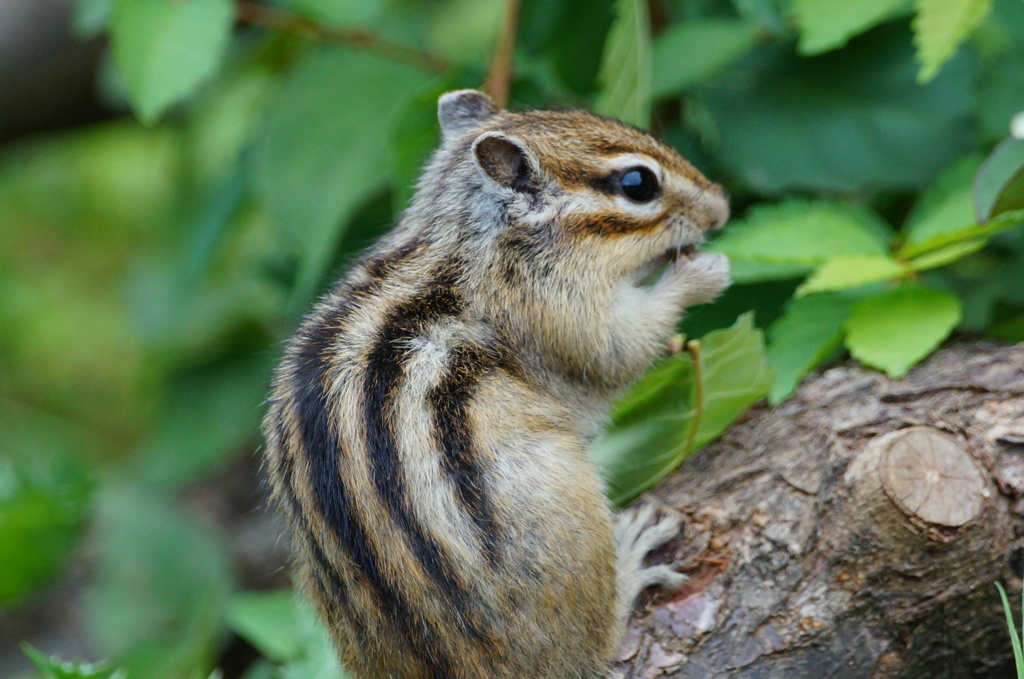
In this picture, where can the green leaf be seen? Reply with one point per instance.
(1015, 639)
(945, 255)
(798, 236)
(943, 210)
(849, 121)
(43, 509)
(322, 153)
(998, 185)
(735, 376)
(939, 29)
(825, 25)
(208, 418)
(269, 622)
(848, 271)
(652, 426)
(897, 329)
(161, 587)
(808, 333)
(166, 49)
(691, 51)
(332, 12)
(285, 629)
(626, 66)
(89, 17)
(415, 136)
(51, 667)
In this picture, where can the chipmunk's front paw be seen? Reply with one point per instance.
(697, 280)
(638, 533)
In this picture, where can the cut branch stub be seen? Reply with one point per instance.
(928, 475)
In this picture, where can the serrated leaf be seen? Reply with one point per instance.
(944, 210)
(940, 27)
(848, 271)
(165, 49)
(799, 234)
(321, 154)
(897, 329)
(626, 66)
(809, 331)
(826, 25)
(847, 122)
(651, 431)
(51, 667)
(735, 376)
(998, 184)
(691, 51)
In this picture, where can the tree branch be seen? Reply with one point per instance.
(500, 76)
(281, 20)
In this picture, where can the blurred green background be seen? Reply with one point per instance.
(178, 180)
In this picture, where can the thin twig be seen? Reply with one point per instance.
(500, 76)
(693, 346)
(281, 20)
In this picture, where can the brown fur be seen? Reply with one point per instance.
(428, 427)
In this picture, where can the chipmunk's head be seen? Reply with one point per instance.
(594, 223)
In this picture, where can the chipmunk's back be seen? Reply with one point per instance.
(427, 431)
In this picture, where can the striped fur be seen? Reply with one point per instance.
(427, 430)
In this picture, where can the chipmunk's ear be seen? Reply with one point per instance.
(463, 110)
(506, 161)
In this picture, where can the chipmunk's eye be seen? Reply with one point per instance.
(639, 184)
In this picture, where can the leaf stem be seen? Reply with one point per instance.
(499, 80)
(693, 347)
(282, 20)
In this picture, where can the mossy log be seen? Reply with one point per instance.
(856, 531)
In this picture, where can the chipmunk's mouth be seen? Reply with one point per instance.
(653, 269)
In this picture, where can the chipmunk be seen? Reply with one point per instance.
(428, 425)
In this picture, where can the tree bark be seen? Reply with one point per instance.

EXERCISE GOAL: The required output is the listing above reproduced exactly, pictures removed.

COMPLETED EXERCISE:
In this picture, where can the green leaf be seen? Reply with one point per instance.
(1015, 639)
(945, 255)
(798, 236)
(943, 210)
(849, 121)
(43, 509)
(322, 153)
(998, 185)
(735, 376)
(939, 29)
(825, 25)
(208, 418)
(269, 622)
(848, 271)
(652, 426)
(897, 329)
(161, 587)
(808, 333)
(166, 49)
(691, 51)
(332, 12)
(285, 629)
(626, 66)
(89, 17)
(415, 136)
(51, 667)
In this picture, where can the chipmunk's front paw be seen? Reply with one point per instance.
(697, 280)
(638, 533)
In this picture, where can the cut branch stub be seen? Reply with one point per instance.
(928, 475)
In this picture, where can the serrated leaf be seen? Reply with one point per instance.
(944, 210)
(940, 27)
(848, 271)
(165, 49)
(799, 234)
(321, 154)
(897, 329)
(626, 66)
(809, 331)
(826, 25)
(847, 122)
(651, 431)
(51, 667)
(735, 376)
(998, 184)
(691, 51)
In this picture, where can the tree branch be seen? Reply with one point per instance.
(500, 76)
(281, 20)
In this picture, where can the blurred green background be seen? Reply with one point per instance.
(178, 180)
In this picture, where can the thin twig be seen? Reply with one point per instance.
(500, 76)
(693, 346)
(281, 20)
In this picture, where can the brown fur be seen? Reply with one point per instance.
(428, 427)
In this picture, where can the chipmunk's head be seen? Reply with one point per instance.
(594, 223)
In this picture, where can the chipmunk's back be seen? Reply with one point per instance.
(427, 431)
In this picture, where can the striped fur be seen? Reply with one point per instance.
(427, 430)
In this picture, where can the chipmunk's ear be seen? Reply with one point per instance.
(463, 110)
(506, 161)
In this picture, where can the chipmunk's eye be seen? Reply with one point per instance.
(639, 184)
In this picture, where can the leaf stem be seen? Reply with one point per instance.
(499, 80)
(693, 347)
(282, 20)
In this picture, where can the mossy log be seen? Reply with one point per instance.
(856, 531)
In this picture, where can the chipmunk's mouth be seen? Reply with one point per instance.
(653, 269)
In this picture, where can the chipmunk be seen? Reply with one point per instance.
(428, 425)
In this picture, where can the tree bark be seen? Reply with one point per instance.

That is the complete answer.